** Document **
╭──
Lucy's Geek Palace! #2: The Persecuted Pond

Edited by The Ponderer and R. Wood

Welcome to the second edition of Lucy's Geek Palace!, a series written by a good pal of mine. I'm sure you can guess what he name is. The first edition was published on a sister site known as NERD5H1T.xyz that I recently nixed. You can find that article HERE. This, and future editions, will instead be posted here moving forward.


There's one specific thing that people really hold against Amy and it's how she acted in the Asylum of the Daleks episode. And just to preface, we're mainly going to analyze how fans reacted to this subplot, NOT the subplot itself from any narrative standpoint. We will be addressing some of the complaints about this but my focus here is the problematic nature of how people responded to this story beat in general. 


Firstly I wasn't always very understanding of this subplot myself. I thought it was cheap melodrama and I wasn't a fan of Amy making relationship decisions without consulting her partner, basically removing any of Rory’s agency in the situation. I'm still not a fan of that. Any relationship is a partnership, and both of them are grown adults deserving of a say in something that affects them both. 


That being said, I have a far better understanding than I used to of why Amy did this and how things got to this point. 


One of the things I hear people complain about is how Amy should have just talked things out with Rory from the beginning. I agree with that but it gets less agreeable when people say that not doing so was somehow out of character for Amy. If you go back and watch the show you can see Amy consistently avoiding talking about her problems with Rory, but instead hiding them until she can speak about them with the Doctor- that’s an ongoing character trait. It was the whole reason behind her misunderstanding with her pregnancy in the season 6 opener. She doesn't tell Rory she was scared about the baby possibly having complications, or that she was even pregnant in the first place. Her first instinct was going to the Doctor. 


She does it again when she's having trouble coming to terms with this alternate universe where she has parents now, in one of the MANY mini-episodes the show used to produce. She always consults the Doctor when she’s having personal concerns, rather than Rory. The Doctor even calls for Rory to deal with Amy TWICE and both times she still won't tell Rory anything and just waits until she can finally talk to the Doctor. 


Ultimately this is a cute thread of bonding moments between the Doctor and Amy, but it displays a level of discomfort from Amy when it comes to consulting Rory with her own issues. 


In Pond Life, we see Amy once again is pushing Rory away instead of talking about her problems, only to call upon the Doctor instead. This is just a normal thing for Amy to do and not out of character at all. In fact, Asylum presses extra hard on this button because it’s the episode where Amy finally outgrows this trait. Amy has always had a reliance on the Doctor and believed he could help her with anything. In the God complex, the Doctor sacrifices her faith in him and tries to make her realize he's just a person, not someone to idolize. This works to a point and helps Amy grow as a person, but she still has one more thing to overcome before she fully grows up and that's being open with Rory. 


Amy throughout the series sees the Doctor as her best friend and Rory as her soulmate, but what Amy doesn't seem to realize is that Rory is actually both of those things. This is something she only comes to understand the events of after Asylum. After this episode, Amy and Rory don't seem to have any other big problems and live the rest of their lives out happily together. 


Of course, fans even complain about that saying they will never come back to this again ignoring the next episode that takes place almost 2 years later and, by the time Power of three airs, 10 years have passed. Also, I thought fans didn't like this subplot so why would they want to go back to it again to begin with?
╰──
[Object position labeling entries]
╭──
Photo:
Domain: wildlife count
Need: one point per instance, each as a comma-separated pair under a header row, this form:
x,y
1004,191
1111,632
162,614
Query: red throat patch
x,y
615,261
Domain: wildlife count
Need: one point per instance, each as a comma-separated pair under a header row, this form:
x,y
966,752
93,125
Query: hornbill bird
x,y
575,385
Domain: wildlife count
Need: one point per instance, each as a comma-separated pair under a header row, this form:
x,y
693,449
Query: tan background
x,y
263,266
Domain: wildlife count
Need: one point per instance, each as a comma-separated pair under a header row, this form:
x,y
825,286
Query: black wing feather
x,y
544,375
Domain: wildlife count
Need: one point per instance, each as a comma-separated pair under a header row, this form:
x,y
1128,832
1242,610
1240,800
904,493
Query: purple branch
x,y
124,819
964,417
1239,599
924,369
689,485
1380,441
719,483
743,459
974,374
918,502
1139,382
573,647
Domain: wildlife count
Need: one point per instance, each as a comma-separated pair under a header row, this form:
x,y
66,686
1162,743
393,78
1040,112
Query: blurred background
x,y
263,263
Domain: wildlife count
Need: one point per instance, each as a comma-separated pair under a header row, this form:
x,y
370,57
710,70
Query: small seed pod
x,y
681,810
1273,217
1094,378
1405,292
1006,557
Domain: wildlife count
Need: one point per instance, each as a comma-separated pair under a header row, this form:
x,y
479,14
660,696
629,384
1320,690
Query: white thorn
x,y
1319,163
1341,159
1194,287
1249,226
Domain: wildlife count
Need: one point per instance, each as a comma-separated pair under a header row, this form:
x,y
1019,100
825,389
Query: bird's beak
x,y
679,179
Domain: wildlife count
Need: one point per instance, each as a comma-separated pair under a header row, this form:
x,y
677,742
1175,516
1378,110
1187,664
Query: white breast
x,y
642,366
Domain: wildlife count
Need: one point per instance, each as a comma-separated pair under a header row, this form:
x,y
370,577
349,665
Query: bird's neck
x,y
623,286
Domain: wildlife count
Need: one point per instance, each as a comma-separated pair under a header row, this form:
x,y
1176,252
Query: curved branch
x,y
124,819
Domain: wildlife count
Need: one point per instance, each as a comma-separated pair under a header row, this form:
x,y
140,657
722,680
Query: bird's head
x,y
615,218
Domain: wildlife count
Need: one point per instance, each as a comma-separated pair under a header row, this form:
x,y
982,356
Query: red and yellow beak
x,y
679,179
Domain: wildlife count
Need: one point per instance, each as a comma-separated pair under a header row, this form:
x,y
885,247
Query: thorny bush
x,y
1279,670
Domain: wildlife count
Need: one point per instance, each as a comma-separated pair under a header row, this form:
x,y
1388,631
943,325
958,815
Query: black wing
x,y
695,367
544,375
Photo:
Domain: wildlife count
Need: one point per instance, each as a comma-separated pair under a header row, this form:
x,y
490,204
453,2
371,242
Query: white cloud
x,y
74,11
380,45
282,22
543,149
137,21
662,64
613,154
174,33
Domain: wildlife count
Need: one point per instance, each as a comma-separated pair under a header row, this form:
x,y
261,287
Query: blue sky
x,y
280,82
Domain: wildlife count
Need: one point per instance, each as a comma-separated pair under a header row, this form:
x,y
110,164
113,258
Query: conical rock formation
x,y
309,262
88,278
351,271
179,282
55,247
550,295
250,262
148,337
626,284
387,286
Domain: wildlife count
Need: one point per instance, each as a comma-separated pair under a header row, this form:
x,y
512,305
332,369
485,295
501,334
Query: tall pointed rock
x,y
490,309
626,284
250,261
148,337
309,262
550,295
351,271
╰──
** Exercises **
1) Could you repeat the part of the essay on Amy Pond running from "One of the things" down to "going to the Doctor."?
2) Can you pick out every line of the records that contains the string "bird" and copy each one?

** Expected results **
1)
One of the things I hear people complain about is how Amy should have just talked things out with Rory from the beginning. I agree with that but it gets less agreeable when people say that not doing so was somehow out of character for Amy. If you go back and watch the show you can see Amy consistently avoiding talking about her problems with Rory, but instead hiding them until she can speak about them with the Doctor- that’s an ongoing character trait. It was the whole reason behind her misunderstanding with her pregnancy in the season 6 opener. She doesn't tell Rory she was scared about the baby possibly having complications, or that she was even pregnant in the first place. Her first instinct was going to the Doctor.

2)
Query: hornbill bird
Query: bird's beak
Query: bird's neck
Query: bird's head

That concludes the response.